| Given problem |
Set out the lines of the items below, from the first one through the line containing "Category: rusted metal surface", as a JSON list of strings. Use one string per line and leave out blank lines.

| Data supplied |
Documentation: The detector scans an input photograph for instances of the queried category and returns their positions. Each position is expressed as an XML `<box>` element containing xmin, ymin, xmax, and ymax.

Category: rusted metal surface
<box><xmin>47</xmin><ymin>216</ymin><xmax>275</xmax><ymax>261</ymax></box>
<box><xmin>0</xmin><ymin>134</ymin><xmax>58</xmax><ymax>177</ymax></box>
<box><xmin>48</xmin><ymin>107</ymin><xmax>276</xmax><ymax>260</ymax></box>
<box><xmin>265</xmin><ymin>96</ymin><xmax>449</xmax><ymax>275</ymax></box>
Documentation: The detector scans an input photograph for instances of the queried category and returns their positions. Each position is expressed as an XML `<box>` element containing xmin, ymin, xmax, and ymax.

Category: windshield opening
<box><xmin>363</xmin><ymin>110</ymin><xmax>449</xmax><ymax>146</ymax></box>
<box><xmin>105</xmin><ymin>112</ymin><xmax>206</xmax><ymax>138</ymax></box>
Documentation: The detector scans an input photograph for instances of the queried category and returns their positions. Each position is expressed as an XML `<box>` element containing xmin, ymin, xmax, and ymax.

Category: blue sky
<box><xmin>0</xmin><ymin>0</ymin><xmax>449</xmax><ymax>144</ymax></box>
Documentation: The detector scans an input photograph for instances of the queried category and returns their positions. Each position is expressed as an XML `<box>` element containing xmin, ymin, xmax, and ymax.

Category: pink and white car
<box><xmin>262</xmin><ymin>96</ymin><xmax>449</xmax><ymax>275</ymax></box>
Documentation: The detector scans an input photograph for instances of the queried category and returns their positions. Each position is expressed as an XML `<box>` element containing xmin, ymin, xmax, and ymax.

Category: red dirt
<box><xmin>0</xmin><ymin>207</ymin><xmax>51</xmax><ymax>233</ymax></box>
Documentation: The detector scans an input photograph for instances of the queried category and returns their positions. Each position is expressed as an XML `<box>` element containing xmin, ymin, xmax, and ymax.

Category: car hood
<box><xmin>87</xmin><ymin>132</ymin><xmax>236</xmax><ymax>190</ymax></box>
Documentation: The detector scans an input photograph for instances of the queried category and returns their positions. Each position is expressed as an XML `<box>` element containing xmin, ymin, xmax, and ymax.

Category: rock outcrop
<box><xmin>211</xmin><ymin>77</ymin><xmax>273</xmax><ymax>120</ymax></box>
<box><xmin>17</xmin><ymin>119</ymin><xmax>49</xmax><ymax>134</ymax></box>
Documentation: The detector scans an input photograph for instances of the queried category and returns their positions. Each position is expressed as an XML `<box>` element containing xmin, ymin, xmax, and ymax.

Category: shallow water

| Solution |
[
  "Documentation: The detector scans an input photograph for instances of the queried category and returns their positions. Each position is expressed as an XML `<box>` element containing xmin, ymin, xmax, and ymax.",
  "Category: rusted metal surface"
]